**Material for this task:**
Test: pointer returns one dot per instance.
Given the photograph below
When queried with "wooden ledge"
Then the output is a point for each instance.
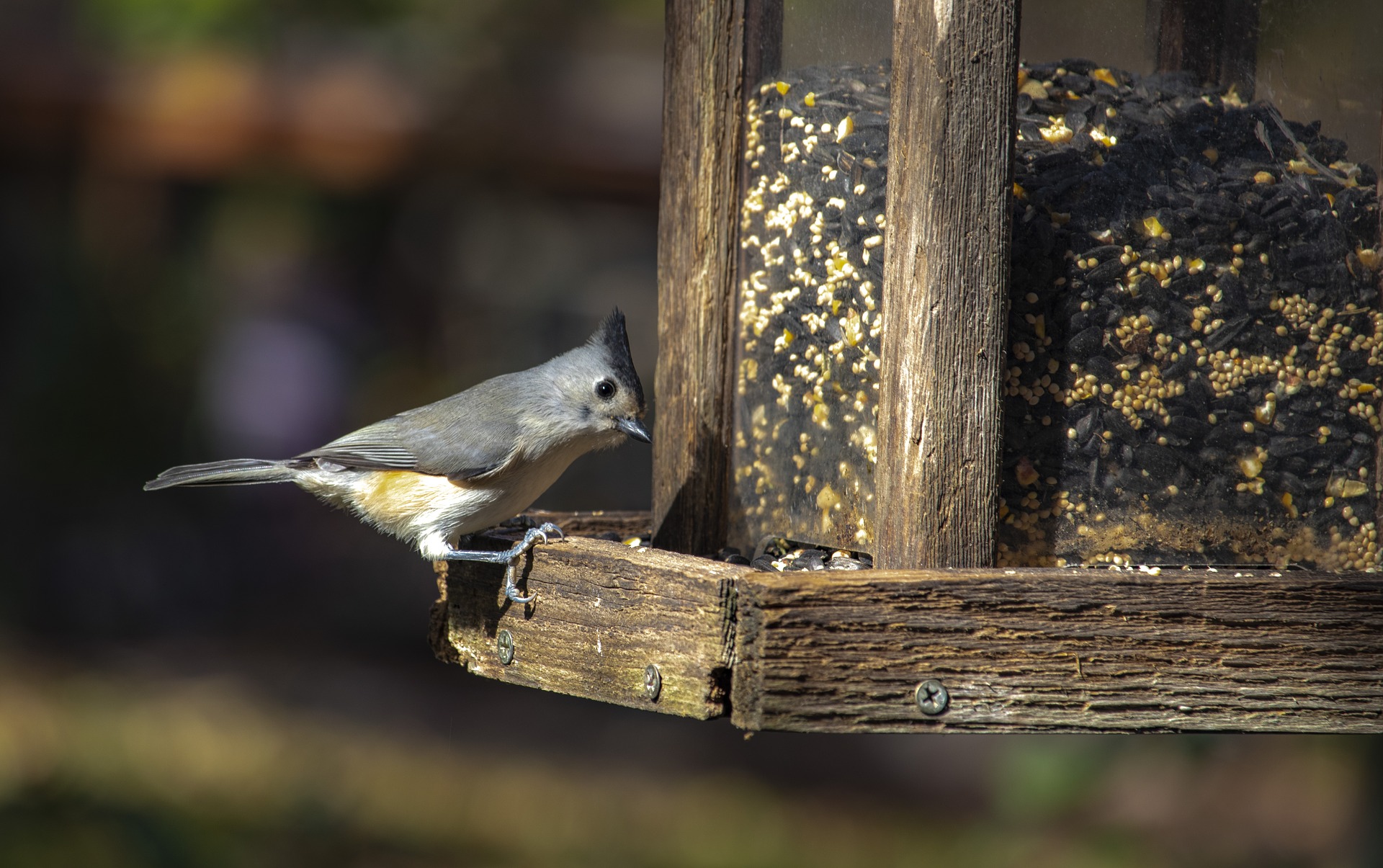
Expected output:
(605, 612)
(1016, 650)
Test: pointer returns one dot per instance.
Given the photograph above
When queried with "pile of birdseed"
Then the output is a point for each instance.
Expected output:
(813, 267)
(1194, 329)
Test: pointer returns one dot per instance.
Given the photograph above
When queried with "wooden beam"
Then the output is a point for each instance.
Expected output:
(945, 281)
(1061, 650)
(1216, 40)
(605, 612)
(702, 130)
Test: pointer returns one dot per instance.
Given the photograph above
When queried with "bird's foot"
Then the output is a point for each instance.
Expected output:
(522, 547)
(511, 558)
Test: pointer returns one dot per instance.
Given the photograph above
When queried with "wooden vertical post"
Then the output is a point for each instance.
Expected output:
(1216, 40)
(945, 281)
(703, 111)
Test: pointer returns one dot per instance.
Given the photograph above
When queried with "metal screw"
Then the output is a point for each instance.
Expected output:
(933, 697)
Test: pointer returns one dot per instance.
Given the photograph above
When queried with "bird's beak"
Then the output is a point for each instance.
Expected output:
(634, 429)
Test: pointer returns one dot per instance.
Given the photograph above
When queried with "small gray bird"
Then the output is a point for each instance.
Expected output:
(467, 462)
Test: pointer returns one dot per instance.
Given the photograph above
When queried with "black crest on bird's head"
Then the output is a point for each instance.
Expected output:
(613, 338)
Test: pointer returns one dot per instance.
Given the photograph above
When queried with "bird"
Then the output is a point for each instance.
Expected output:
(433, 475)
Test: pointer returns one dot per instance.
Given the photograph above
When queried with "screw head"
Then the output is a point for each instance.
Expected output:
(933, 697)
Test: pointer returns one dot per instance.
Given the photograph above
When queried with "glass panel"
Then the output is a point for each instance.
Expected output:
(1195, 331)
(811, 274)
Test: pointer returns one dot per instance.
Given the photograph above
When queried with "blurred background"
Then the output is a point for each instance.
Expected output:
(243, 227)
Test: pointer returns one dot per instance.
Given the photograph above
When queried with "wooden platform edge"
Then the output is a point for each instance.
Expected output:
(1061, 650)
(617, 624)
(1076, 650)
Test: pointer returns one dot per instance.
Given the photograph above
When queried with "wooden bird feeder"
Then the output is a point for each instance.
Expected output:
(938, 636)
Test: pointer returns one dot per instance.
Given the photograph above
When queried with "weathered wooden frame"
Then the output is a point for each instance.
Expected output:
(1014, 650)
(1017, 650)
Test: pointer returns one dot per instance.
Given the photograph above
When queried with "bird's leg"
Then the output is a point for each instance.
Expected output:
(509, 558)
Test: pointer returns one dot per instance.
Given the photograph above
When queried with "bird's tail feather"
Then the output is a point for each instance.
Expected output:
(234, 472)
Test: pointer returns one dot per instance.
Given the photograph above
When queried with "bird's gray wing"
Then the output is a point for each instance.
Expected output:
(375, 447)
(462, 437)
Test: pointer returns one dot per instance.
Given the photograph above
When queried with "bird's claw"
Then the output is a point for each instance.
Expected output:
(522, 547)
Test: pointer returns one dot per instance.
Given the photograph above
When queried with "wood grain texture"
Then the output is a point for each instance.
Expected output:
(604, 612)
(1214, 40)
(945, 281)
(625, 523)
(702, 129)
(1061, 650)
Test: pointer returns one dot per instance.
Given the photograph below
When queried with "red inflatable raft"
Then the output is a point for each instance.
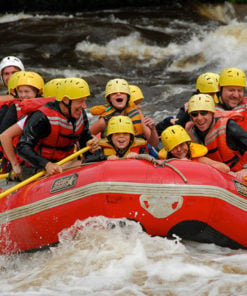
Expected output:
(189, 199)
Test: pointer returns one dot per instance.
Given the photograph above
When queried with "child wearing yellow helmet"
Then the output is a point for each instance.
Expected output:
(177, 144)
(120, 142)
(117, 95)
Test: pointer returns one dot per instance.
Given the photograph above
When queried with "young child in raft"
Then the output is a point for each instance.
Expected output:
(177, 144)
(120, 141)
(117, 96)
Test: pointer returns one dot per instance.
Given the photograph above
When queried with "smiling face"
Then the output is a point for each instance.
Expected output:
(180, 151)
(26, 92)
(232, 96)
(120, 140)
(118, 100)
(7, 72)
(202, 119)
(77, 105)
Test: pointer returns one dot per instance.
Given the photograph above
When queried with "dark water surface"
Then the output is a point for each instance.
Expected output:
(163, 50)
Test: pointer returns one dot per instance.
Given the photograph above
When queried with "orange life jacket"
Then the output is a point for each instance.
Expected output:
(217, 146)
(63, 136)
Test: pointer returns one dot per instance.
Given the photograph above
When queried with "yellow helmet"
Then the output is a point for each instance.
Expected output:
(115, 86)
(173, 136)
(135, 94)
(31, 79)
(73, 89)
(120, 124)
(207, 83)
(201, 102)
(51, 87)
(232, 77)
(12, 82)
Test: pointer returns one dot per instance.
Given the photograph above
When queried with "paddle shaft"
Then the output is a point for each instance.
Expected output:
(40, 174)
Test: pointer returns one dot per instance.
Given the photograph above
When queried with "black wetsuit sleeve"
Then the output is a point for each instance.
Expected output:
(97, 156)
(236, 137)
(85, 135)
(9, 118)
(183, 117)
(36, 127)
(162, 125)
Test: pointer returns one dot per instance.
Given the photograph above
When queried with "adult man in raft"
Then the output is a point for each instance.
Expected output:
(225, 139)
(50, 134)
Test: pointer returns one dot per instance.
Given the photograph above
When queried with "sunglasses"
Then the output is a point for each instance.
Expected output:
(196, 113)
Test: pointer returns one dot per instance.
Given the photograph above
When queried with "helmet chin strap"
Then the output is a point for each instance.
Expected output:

**Work instructions:**
Omit all pictures while transcribing the entries verbatim.

**The reply:**
Test: pointer returns one dot per instance.
Given the photograph below
When queried with "wooden ledge"
Then the output is a point for each instance.
Expected output:
(605, 612)
(1016, 650)
Test: pointer returns one dot per instance.
Given the photograph above
When queried with "pile of birdseed"
Then the output is a point for each instance.
Expected output:
(813, 267)
(1194, 329)
Test: pointer returns one dot per instance.
Given the photograph above
When queried with "wooden beam"
Then the output is a point for each instance.
Expected output:
(945, 281)
(1061, 650)
(1216, 40)
(605, 612)
(702, 130)
Test: pointer returns one dot per instance.
Given the photograph above
When queried with "bird's foot"
Then the output is a point for each instance.
Expected output:
(522, 547)
(511, 558)
Test: pointer returns one dot per instance.
Given the photograph above
When queried with "wooden vertical post"
Then the output is a point for each instance.
Expected output:
(1216, 40)
(945, 281)
(703, 111)
Test: pointer returns one dot per instance.
Given the photograph above
When queried with "metal screw"
Then the output is a point for each instance.
Expected output:
(933, 697)
Test: pointer returns one dot per instance.
Given the photograph above
When queried with "bird's beak"
Then the output is a point for each instance.
Expected output:
(634, 429)
Test: pointer returns one dot per instance.
Given the photograph above
When queried with "small gray bird"
Then the output is a point for each instance.
Expected output:
(467, 462)
Test: pointer returns one dot per instance.
Given the photograph above
When queried with "black crest on bird's head"
Then the output is a point for each instance.
Expected output:
(613, 338)
Test: pointer returns one dot per instance.
Given the photograph above
When queried with "bird"
Then the output is a point for each instance.
Expected output:
(433, 475)
Test: pointer returns one dot per instance.
Given the photograph above
When queried with "screw head"
Then the output is a point for each instance.
Expected output:
(933, 697)
Test: pointer returns one dot per instance.
Given the photograph above
When queried with "glass panel"
Then the output is a point for each instance.
Expected output:
(1195, 331)
(811, 274)
Test: pointer returns one dot per instance.
Given the photograph above
When queried with "blurred background"
Then the output is a point for each instance.
Expected output:
(243, 227)
Test: pointer returns one dot per instance.
Given the photograph above
When queried with "wooden platform edge"
Then the output is a point for each instance.
Expected output:
(1061, 650)
(617, 624)
(1076, 650)
Test: pointer returns one dot per instance.
Given the photograph above
When queried with "wooden bird feeder"
Then the output is a point for each instance.
Expected output:
(938, 636)
Test: pointer returns one dot per instance.
Given the photograph above
When queried with "weathered wooden frame"
Then the output is a point for each instance.
Expected output:
(1014, 650)
(1017, 650)
Test: pointer returns one dot per instance.
Given the photograph above
When queried with "bird's leg"
Then the output is a point for each instance.
Expected output:
(509, 558)
Test: pointer returns one dot per instance.
Given the photograph above
When queried with "bird's tail feather"
Then the output is a point for each instance.
Expected output:
(234, 472)
Test: pointer returns one dot per instance.
Given the photograph above
When queried with "bird's gray wing"
Then the output is a point for each instance.
Expected output:
(375, 447)
(462, 437)
Test: pointer returns one dot per instance.
Given the photograph above
When queried with "bird's claw"
Then the output is a point for each instance.
Expected output:
(522, 547)
Test: pointer returns one dot per instance.
Given the photograph above
When queried with "wood grain texture"
Then the output is a point for each instance.
Expected output:
(604, 612)
(1214, 40)
(945, 281)
(625, 523)
(702, 129)
(1061, 650)
Test: pointer returns one dot per instance.
Given the photograph below
When queried with "red inflatable raft"
Then the output is a point for each instance.
Expected output:
(189, 199)
Test: pointer returns one dot per instance.
Given the photograph above
When queried with "child wearing yellow helmet"
Then the output is a point for each instance.
Expected output:
(177, 144)
(120, 142)
(117, 95)
Test: pointer returns one dot per instance.
Given the photograph above
When queried with "young child in raft"
Then the output is a point for each instance.
Expected output:
(177, 144)
(120, 141)
(117, 96)
Test: pointer returns one dot per instance.
Given the photograph above
When queried with "smiling face"
Then the output is a point for each instance.
Expected output:
(180, 151)
(26, 92)
(232, 96)
(120, 140)
(118, 100)
(7, 72)
(202, 119)
(77, 105)
Test: pointer returns one dot per instance.
Given the photograph above
When queried with "dark water surface"
Then the output is a point for each instance.
Expected output:
(163, 50)
Test: pointer returns one dot per instance.
Given the photograph above
When queried with "orange life jacket"
Then the output is a point for each instance.
Expected output:
(217, 146)
(63, 136)
Test: pointer returns one dot per instance.
Given the photograph above
When queried with "yellow helmet"
Then the output is a point for each instance.
Expected output:
(115, 86)
(173, 136)
(135, 94)
(31, 79)
(73, 89)
(120, 124)
(207, 83)
(201, 102)
(51, 87)
(232, 77)
(12, 82)
Test: pointer returns one dot per instance.
Given the photograph above
When queried with "paddle shaft"
Then the output is a point for each instance.
Expected output:
(40, 174)
Test: pointer returns one dot per instance.
Given the photograph above
When queried with "black wetsuit sleeve"
Then the output is a point for each instance.
Expected output:
(97, 156)
(236, 137)
(85, 135)
(9, 118)
(183, 117)
(36, 127)
(162, 125)
Test: pointer returns one dot per instance.
Given the photograph above
When queried with "adult man in raft"
Then the output is a point for each instance.
Expected output:
(225, 139)
(50, 134)
Test: pointer returns one dot per instance.
Given the photograph above
When queried with "sunglasses"
Then the output is a point for each instance.
Expected output:
(196, 113)
Test: pointer returns one dot per instance.
Given the photograph above
When queried with "helmet chin strap"
Then the output is a point for each instance.
Expected output:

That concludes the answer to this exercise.